* GOAL:
Copy every line of the listing below verbatim.

* GIVEN ENTRIES:
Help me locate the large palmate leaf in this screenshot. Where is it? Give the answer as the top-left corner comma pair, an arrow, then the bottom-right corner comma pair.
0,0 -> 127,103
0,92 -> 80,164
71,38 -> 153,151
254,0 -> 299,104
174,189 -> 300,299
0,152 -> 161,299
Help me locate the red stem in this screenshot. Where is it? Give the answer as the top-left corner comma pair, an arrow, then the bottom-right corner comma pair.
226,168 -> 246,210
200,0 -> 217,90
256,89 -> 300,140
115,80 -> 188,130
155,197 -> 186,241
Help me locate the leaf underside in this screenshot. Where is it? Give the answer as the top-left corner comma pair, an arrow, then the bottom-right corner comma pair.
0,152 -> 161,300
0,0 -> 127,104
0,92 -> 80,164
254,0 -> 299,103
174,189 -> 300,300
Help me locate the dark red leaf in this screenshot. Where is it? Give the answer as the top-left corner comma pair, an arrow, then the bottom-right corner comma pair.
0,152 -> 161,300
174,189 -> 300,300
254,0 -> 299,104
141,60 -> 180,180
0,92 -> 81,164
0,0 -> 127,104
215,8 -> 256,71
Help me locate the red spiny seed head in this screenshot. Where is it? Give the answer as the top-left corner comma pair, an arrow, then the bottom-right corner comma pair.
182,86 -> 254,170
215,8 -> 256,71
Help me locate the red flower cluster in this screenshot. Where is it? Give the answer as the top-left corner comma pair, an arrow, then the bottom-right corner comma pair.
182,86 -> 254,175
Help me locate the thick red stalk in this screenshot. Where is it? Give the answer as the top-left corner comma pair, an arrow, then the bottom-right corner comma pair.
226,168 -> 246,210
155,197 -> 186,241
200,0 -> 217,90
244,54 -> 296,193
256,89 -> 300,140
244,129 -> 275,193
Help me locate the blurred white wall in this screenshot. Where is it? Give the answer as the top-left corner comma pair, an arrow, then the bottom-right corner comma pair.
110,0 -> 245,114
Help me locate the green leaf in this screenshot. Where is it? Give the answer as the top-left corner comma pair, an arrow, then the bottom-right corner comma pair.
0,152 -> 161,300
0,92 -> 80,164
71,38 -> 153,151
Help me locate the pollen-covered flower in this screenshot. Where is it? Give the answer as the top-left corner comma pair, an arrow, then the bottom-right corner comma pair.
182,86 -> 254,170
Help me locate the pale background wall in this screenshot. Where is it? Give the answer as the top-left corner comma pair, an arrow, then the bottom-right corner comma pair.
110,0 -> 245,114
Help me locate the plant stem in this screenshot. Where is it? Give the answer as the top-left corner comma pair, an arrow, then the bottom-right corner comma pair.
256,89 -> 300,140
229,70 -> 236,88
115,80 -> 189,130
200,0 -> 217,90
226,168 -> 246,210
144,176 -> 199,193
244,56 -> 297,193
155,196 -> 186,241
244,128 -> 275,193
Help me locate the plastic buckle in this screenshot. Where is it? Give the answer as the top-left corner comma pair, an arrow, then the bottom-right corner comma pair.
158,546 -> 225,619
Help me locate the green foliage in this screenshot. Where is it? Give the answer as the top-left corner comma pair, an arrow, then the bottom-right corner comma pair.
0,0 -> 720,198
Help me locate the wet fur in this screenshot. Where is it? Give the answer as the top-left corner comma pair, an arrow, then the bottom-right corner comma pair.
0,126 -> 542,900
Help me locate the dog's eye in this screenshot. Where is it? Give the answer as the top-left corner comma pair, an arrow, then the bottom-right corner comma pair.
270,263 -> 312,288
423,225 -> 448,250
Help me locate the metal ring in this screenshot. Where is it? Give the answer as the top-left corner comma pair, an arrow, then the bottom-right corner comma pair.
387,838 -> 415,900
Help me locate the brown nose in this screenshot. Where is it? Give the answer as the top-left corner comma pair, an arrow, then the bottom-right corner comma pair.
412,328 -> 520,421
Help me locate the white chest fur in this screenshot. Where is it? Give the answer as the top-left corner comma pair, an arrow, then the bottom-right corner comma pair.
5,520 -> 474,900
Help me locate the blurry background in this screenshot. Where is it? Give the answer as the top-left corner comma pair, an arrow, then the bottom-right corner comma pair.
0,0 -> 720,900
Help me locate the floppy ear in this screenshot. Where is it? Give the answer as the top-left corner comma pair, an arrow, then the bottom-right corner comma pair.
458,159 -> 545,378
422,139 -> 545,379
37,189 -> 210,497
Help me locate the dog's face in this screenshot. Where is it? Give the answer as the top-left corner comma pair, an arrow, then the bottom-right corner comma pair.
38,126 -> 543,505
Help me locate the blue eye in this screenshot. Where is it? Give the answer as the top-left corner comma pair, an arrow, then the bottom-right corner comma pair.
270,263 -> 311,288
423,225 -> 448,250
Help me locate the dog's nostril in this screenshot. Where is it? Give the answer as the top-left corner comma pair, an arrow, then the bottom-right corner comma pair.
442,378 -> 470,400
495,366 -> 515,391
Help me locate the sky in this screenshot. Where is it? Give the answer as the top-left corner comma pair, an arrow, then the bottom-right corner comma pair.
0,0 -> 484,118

* COMPLETE OUTPUT:
Help me locate the large palmate leaf in this screenshot. Where is it? Give the answer as the top-left corner comma pair, an arrow, then the bottom-right corner comma pair.
0,0 -> 127,103
0,92 -> 80,164
71,38 -> 153,151
254,0 -> 299,104
174,189 -> 300,299
0,152 -> 161,299
Help me locate the red stem in this screenshot. Where is it? Give the answer as the top-left corner comma pair, an arrow, then the bottom-right corner comma pair.
226,168 -> 246,210
200,0 -> 217,90
256,89 -> 300,140
115,80 -> 188,130
155,197 -> 186,241
Help me locate the leaf underside in this screenshot. Where is it? Give the answer as the top-left corner comma pair, an arrow, then the bottom-right corner comma pair.
0,152 -> 161,300
0,0 -> 127,104
0,92 -> 80,164
254,0 -> 299,103
174,189 -> 300,300
Help me locate the dark red leaf in this screenshot. Where is it? Give the answer as the top-left corner comma pair, an arrow, then the bottom-right corner comma pair.
0,152 -> 161,300
174,189 -> 300,300
254,0 -> 299,104
141,60 -> 180,180
0,92 -> 81,164
0,0 -> 127,104
215,8 -> 256,71
Help me locate the red spiny seed head in this screenshot. Where is it? Give the answer as the top-left corner comma pair, an arrow, then the bottom-right corner comma pair.
182,86 -> 254,170
215,8 -> 256,71
Help me locate the red flower cluster in this screenshot. Where is it? Give the answer as the top-left corner comma pair, an arrow, then the bottom-right corner comma pair.
182,86 -> 254,175
Help me locate the thick red stalk in this screenshot. Where is it? Give the answer as the top-left corner comma pair, an arrow, then the bottom-right corner comma pair.
226,168 -> 246,210
155,197 -> 186,241
200,0 -> 217,90
244,54 -> 296,193
256,89 -> 300,140
244,129 -> 275,193
Help me locate the blurred white wall in this screenshot. Where is it? Give the answer as the top-left corner comma pair, an arrow, then the bottom-right corner comma pair.
110,0 -> 245,114
Help me locate the green leaf in this screenshot. Where is it? Give the answer as the top-left corner comma pair, an arrow, then the bottom-right corner comma pair.
0,152 -> 161,300
0,92 -> 80,164
71,38 -> 153,151
Help me locate the pollen-covered flower in this screenshot. Where is it? Give the answer as the top-left corner comma pair, an arrow, then the bottom-right corner comma pair.
182,86 -> 254,170
Help me locate the pale background wall in this screenshot. Where is it? Give the answer as the top-left corner comma pair, an arrow, then the bottom-right corner comma pair.
110,0 -> 245,114
Help me locate the plant stem in this screenshot. Where is it? Give the answer as the top-left corner comma pair, an arrow, then the bottom-right corner comma pair.
256,89 -> 300,140
229,70 -> 236,88
115,80 -> 189,130
200,0 -> 217,90
226,168 -> 246,210
144,176 -> 199,193
244,56 -> 297,193
155,196 -> 186,241
244,128 -> 275,193
Help me locate the plastic buckle in this screenshot. Where is it? Give the answer as the top-left corner comma pair, an arrow, then the bottom-right corner comma pair.
158,546 -> 225,619
Help me locate the green foliage in this screenshot. Where is it? Give the answer as the top-left corner comma pair, an arrow, then the bottom-right corner comma pair.
0,0 -> 720,198
Help me locate the wet fur in this screenshot. Where is it? Give the answer as the top-left corner comma pair, an arrow, then the bottom-right corner comma pair.
0,126 -> 542,900
Help me locate the dog's eye in this screenshot. Where is it? Give the answer as the top-left corner comma pair, an arrow, then the bottom-right corner comma pair.
270,263 -> 312,288
423,225 -> 448,250
Help me locate the metal ring in this screenshot. Where is it? Give the answer as the top-left corner comma pair, an arrow, then the bottom-right corner comma pair.
387,838 -> 415,900
Help me locate the brown nose in this screenshot. Where is it? Give the answer as the top-left corner comma pair, an arrow, then the bottom-right corner comma pair.
412,328 -> 520,421
Help me locate the white chest fur in this screenshot. Where is it? Give the answer as the top-left corner comma pair, an arrow, then the bottom-right corner comma pair.
5,520 -> 474,900
Help me locate the blurry background in this screenshot. Where is it? Give the answer as the top-left corner comma pair, an arrow, then the bottom-right corner comma pair.
0,0 -> 720,900
Help me locate the floppy ear in this screenshot. Where is it? Give the answer as the top-left corner comma pair, an arrow, then the bottom-right corner comma pair.
458,159 -> 545,378
422,139 -> 545,379
37,189 -> 210,497
Help me locate the dog's face in this screenshot. Where is it? Give the answer as the top-left corner comma pair, an arrow, then the bottom-right corner comma pair.
38,126 -> 543,505
Help me locate the blue eye in this screenshot. Where is it? Give the answer as the top-left corner comma pair, an arrow, then the bottom-right corner comma pair.
270,263 -> 311,288
423,225 -> 448,250
Help me locate the dog's nostril in this screenshot. Where is it? Give the answer as the top-left corner comma pair, an arrow, then the bottom-right corner comma pair.
442,378 -> 470,400
495,366 -> 515,391
Help me locate the sky in this screenshot. Where is it? Give the answer as the top-left corner comma pair, an arrow, then the bottom-right corner comma pair.
0,0 -> 484,118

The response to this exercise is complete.